[What is required]:
Gather all lines from the material that contain "post".

[Data to use]:
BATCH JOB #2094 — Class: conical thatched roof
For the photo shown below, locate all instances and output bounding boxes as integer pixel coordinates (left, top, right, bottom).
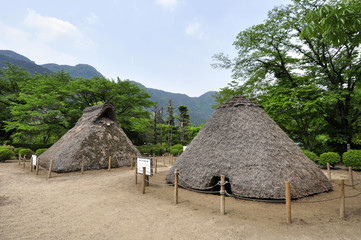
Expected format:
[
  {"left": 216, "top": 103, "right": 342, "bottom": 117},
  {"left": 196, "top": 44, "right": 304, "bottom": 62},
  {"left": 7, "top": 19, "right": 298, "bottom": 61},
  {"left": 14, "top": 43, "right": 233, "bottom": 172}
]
[
  {"left": 39, "top": 102, "right": 140, "bottom": 172},
  {"left": 166, "top": 95, "right": 332, "bottom": 199}
]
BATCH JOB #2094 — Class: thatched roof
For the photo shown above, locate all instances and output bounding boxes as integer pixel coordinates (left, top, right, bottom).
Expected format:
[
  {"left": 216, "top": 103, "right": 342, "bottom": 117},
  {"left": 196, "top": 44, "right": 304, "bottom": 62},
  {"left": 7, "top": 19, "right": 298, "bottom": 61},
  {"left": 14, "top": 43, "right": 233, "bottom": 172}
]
[
  {"left": 166, "top": 95, "right": 332, "bottom": 199},
  {"left": 39, "top": 102, "right": 140, "bottom": 172}
]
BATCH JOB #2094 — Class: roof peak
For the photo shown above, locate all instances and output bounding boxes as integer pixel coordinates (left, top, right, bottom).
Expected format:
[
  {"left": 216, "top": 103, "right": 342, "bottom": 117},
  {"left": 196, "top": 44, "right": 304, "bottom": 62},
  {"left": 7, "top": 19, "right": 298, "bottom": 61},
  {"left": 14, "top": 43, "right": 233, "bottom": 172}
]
[{"left": 218, "top": 95, "right": 260, "bottom": 108}]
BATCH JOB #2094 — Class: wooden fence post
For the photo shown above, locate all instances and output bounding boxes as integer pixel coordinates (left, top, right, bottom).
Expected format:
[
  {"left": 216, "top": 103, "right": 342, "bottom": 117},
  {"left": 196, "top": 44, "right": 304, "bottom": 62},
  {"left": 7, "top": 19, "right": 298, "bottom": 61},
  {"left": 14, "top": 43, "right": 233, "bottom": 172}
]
[
  {"left": 35, "top": 157, "right": 40, "bottom": 175},
  {"left": 327, "top": 162, "right": 331, "bottom": 180},
  {"left": 340, "top": 179, "right": 345, "bottom": 219},
  {"left": 108, "top": 155, "right": 112, "bottom": 171},
  {"left": 23, "top": 156, "right": 26, "bottom": 168},
  {"left": 134, "top": 163, "right": 137, "bottom": 185},
  {"left": 174, "top": 169, "right": 179, "bottom": 204},
  {"left": 48, "top": 160, "right": 54, "bottom": 178},
  {"left": 30, "top": 156, "right": 33, "bottom": 172},
  {"left": 18, "top": 153, "right": 21, "bottom": 165},
  {"left": 81, "top": 157, "right": 85, "bottom": 174},
  {"left": 142, "top": 167, "right": 146, "bottom": 194},
  {"left": 285, "top": 181, "right": 292, "bottom": 224},
  {"left": 155, "top": 157, "right": 158, "bottom": 174},
  {"left": 220, "top": 175, "right": 225, "bottom": 215},
  {"left": 348, "top": 167, "right": 354, "bottom": 188},
  {"left": 131, "top": 154, "right": 135, "bottom": 170}
]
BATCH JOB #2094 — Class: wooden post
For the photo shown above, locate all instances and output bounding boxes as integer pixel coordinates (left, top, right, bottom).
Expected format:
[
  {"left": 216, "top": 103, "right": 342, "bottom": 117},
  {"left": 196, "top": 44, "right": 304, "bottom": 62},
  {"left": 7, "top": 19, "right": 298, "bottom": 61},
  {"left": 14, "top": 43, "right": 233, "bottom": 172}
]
[
  {"left": 285, "top": 181, "right": 292, "bottom": 224},
  {"left": 340, "top": 179, "right": 345, "bottom": 219},
  {"left": 48, "top": 160, "right": 54, "bottom": 178},
  {"left": 108, "top": 155, "right": 112, "bottom": 171},
  {"left": 134, "top": 163, "right": 137, "bottom": 185},
  {"left": 18, "top": 153, "right": 21, "bottom": 165},
  {"left": 30, "top": 156, "right": 33, "bottom": 172},
  {"left": 348, "top": 167, "right": 354, "bottom": 188},
  {"left": 327, "top": 162, "right": 331, "bottom": 180},
  {"left": 142, "top": 167, "right": 146, "bottom": 194},
  {"left": 131, "top": 154, "right": 134, "bottom": 170},
  {"left": 23, "top": 156, "right": 26, "bottom": 168},
  {"left": 36, "top": 157, "right": 40, "bottom": 175},
  {"left": 174, "top": 169, "right": 179, "bottom": 204},
  {"left": 220, "top": 175, "right": 225, "bottom": 215},
  {"left": 81, "top": 157, "right": 85, "bottom": 174},
  {"left": 155, "top": 157, "right": 158, "bottom": 174}
]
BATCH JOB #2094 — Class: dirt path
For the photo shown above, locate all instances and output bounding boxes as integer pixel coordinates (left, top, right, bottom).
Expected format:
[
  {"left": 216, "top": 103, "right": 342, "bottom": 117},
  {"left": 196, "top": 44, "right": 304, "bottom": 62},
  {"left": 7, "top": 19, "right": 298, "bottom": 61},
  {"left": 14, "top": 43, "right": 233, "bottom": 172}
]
[{"left": 1, "top": 160, "right": 361, "bottom": 240}]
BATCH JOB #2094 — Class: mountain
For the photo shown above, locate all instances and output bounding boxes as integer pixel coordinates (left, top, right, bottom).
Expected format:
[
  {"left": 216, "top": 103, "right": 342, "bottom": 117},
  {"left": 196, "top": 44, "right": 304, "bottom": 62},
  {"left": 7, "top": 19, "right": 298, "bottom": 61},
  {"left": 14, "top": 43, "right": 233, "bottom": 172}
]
[
  {"left": 0, "top": 50, "right": 53, "bottom": 75},
  {"left": 134, "top": 82, "right": 215, "bottom": 125},
  {"left": 0, "top": 50, "right": 215, "bottom": 125},
  {"left": 42, "top": 63, "right": 103, "bottom": 78}
]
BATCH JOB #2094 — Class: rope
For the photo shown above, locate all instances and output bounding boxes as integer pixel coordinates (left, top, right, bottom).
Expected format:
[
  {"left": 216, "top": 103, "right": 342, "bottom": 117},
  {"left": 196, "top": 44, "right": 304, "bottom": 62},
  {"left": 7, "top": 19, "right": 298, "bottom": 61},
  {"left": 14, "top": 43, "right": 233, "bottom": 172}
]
[
  {"left": 178, "top": 175, "right": 221, "bottom": 190},
  {"left": 144, "top": 179, "right": 174, "bottom": 187},
  {"left": 225, "top": 190, "right": 286, "bottom": 203}
]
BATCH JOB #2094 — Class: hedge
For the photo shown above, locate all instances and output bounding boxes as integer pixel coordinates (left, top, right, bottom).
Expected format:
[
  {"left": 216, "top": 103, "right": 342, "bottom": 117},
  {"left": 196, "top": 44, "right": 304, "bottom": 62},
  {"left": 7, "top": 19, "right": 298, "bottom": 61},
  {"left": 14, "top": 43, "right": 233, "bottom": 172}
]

[Result]:
BATCH JOB #2094 — Class: wooden fence post
BATCH JOB #2094 — Class: wooden post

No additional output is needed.